AIM OF THE EXERCISE: Can you copy out the data exactly? Leave the images out.

*** Block opens ***

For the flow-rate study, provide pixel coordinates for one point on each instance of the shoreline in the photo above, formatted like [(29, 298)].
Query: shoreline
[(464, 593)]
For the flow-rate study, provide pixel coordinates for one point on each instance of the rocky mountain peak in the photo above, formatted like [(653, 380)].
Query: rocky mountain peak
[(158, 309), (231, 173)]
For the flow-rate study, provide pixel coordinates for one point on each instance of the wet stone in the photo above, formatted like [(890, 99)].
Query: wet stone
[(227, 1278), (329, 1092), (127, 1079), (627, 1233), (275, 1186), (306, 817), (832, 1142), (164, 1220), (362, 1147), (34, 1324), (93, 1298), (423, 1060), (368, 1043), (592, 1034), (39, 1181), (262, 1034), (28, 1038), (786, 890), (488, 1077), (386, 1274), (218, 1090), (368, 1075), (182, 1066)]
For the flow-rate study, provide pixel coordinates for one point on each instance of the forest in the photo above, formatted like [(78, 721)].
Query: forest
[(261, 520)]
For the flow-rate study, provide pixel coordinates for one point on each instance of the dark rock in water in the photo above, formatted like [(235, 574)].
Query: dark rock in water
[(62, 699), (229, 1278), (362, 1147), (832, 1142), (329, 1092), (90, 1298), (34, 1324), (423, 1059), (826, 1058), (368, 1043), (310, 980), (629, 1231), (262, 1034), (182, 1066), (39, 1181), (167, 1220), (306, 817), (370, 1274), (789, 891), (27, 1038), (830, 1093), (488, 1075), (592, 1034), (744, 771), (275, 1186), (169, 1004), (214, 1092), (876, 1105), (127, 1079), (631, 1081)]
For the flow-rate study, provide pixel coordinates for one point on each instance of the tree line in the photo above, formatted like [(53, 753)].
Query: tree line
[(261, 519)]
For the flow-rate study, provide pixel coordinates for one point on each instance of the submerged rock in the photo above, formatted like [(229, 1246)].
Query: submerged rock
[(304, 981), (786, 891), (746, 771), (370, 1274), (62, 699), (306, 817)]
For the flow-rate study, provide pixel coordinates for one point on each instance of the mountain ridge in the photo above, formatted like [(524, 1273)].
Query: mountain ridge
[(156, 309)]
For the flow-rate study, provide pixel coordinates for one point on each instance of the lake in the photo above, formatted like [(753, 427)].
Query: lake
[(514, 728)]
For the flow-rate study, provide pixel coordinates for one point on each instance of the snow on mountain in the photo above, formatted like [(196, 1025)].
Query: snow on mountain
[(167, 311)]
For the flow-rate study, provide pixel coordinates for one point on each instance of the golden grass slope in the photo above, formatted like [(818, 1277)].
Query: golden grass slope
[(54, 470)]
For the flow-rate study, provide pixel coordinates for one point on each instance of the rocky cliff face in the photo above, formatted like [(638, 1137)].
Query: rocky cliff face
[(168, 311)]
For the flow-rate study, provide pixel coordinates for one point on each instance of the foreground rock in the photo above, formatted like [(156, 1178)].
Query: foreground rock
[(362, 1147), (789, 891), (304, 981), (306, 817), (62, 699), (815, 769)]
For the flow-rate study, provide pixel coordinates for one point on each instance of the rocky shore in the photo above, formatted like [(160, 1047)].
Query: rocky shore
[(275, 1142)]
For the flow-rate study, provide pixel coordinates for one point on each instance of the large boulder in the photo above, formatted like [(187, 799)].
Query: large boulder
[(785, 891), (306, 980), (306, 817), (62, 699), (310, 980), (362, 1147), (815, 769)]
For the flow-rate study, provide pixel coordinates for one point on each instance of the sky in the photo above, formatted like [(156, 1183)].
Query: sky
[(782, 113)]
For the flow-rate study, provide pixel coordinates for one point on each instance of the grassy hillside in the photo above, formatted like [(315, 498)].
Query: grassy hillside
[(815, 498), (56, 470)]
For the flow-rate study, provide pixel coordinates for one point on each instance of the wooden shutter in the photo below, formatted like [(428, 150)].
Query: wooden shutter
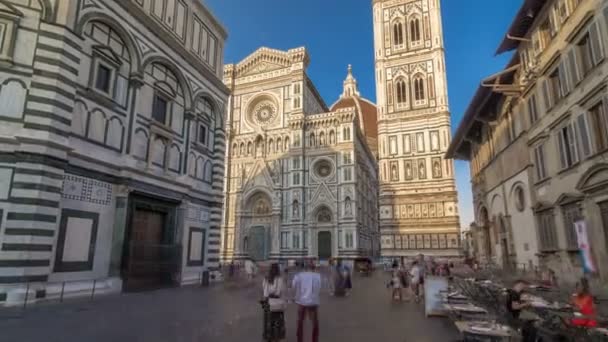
[(547, 95), (562, 149), (563, 77), (583, 130), (596, 43), (573, 143), (573, 66)]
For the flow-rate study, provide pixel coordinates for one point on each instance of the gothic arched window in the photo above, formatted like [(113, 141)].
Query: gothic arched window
[(415, 30), (419, 92), (398, 33), (401, 91)]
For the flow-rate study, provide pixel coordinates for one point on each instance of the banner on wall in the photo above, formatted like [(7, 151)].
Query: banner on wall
[(584, 247)]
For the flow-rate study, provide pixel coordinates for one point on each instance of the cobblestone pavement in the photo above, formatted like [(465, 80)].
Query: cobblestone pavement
[(225, 313)]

*** Block closes ***

RESULT:
For the flow-rate study, provide pixel coordinates for one point on each instance of the shoreline in the photo above, formatted like [(29, 298)].
Query: shoreline
[(464, 593)]
For the flow-rate study, provide pixel coordinates for one point on each instance of the rocky mountain peak in the photo above, formatted like [(653, 380)].
Query: rocky mountain peak
[(158, 309), (231, 173)]
For the flow-rate study, provide pixel coordinates for one point on each instance of the wet stone in the photo above, formatted like [(890, 99)].
Query: wet stone
[(227, 1278), (329, 1092), (127, 1079), (627, 1233), (275, 1186), (306, 817), (832, 1142), (164, 1220), (362, 1147), (34, 1324), (93, 1298), (423, 1060), (368, 1043), (592, 1034), (39, 1181), (262, 1034), (28, 1038), (786, 890), (488, 1077), (386, 1274), (218, 1090), (368, 1075), (182, 1066)]
For the flow-rate study, provide pixel coordinates for one point on each instance of the forest in the photo above, formatted like [(78, 721)].
Query: forest
[(261, 520)]
For the flow-rate study, provide pixel coordinates for one point on each instance of the dark rock in water in the photo above, formatted like [(235, 574)].
Query: dark rock in water
[(62, 699), (229, 1278), (362, 1147), (832, 1142), (329, 1092), (90, 1298), (34, 1324), (423, 1059), (826, 1058), (368, 1043), (310, 980), (629, 1231), (262, 1034), (182, 1066), (39, 1181), (167, 1220), (306, 817), (370, 1274), (789, 891), (27, 1038), (830, 1093), (488, 1075), (592, 1034), (744, 771), (275, 1186), (169, 1004), (214, 1092), (876, 1105), (127, 1079), (631, 1081)]
For the flow-rate study, provide pixel coordinates for one point on each instance of the tree line in the photo above, formatted like [(53, 753)].
Query: tree line
[(261, 519)]
For the flow-rate study, provide pixel coordinates for one point on each instance of the submerged rock in the photo above, formatted like [(229, 1246)].
Query: submerged rock
[(304, 981), (786, 891), (746, 771), (370, 1274), (62, 699), (306, 817)]
For the flow-rate study, provide pixel coordinates for one point on each instance of the mountain ridge in the photo above, formatted like [(524, 1273)].
Query: mountain ridge
[(156, 309)]
For the flow-rate study, provide pixel coordinates for one point on each instance of the lake in the photo above, formatted like [(753, 427)].
Query: lake
[(514, 728)]
For the flow-rate study, provide pixel coordinates for one point on each instance of the snow on mountain in the photo above, formatted like [(196, 1025)].
Query: snow on mountain
[(167, 311)]
For the flow-rate study, provide pixel coordinates for one point on each instance of the golden grass slope in the photo above, formatted like [(818, 1277)].
Query: golden grass slope
[(54, 470)]
For the flow-rate study, provide pixel coordinates for one point on each instance of the rocky cliff face in the photo above, formatted like [(638, 1137)].
Query: rocky cliff face
[(168, 311)]
For the flow-rate study, provide pixel coordinates for one point on each instance of the foreground rock in the photo above, formatted like [(156, 1178)].
Query: foreground rock
[(362, 1147), (789, 891), (304, 981), (306, 817), (62, 699), (815, 769)]
For the flow-rate study, provide pixel coordinates for one point on each instance of the rocky shore in the photo above, formatted like [(160, 1047)].
Query: rocky shore
[(275, 1142)]
For the flow-rate study, provide pixel coordinates for one point on each instance of the large boulder in the photo above, formatted like [(187, 799)].
Query: large boulder
[(785, 891), (306, 980), (306, 817), (62, 699), (310, 980), (362, 1147), (815, 769)]
For the flow-rate study, provide pixel coordinates for one point on each instance of the sky in the photo above, formatted like [(156, 1183)].
Query: sky
[(782, 113)]
For the flow-rate study, provide pixel coordinates for one point on each instance of the grassy hillside in the photo above, formatted like [(315, 498)].
Query: grassy hillside
[(815, 498), (56, 470)]
For the flow-rate study, provide pixel coordinates for one point on each instance of the wooden shutter in the photo below, formatted like [(428, 150)].
Query: wooden shutter
[(547, 95), (562, 149), (563, 77), (583, 130), (596, 43), (573, 143), (573, 66)]
For the flow-rate study, provide pixel coordinates for one point on each instance of the gothic arched window in the photo above, formatted like [(113, 141)].
Query: gothic arched window
[(415, 30), (419, 92), (398, 33), (401, 91)]
For the flow-rate study, provide pixel coordinates for one point on each instance of the banner on wall in the photo above, formatted like [(7, 151)].
Query: banner on wall
[(584, 247)]
For the flow-rate study, provide pixel coordinates for one point on each instance of the cobblestone pavement in the photo above, formatted like [(465, 80)].
Query: cobblestone pavement
[(225, 313)]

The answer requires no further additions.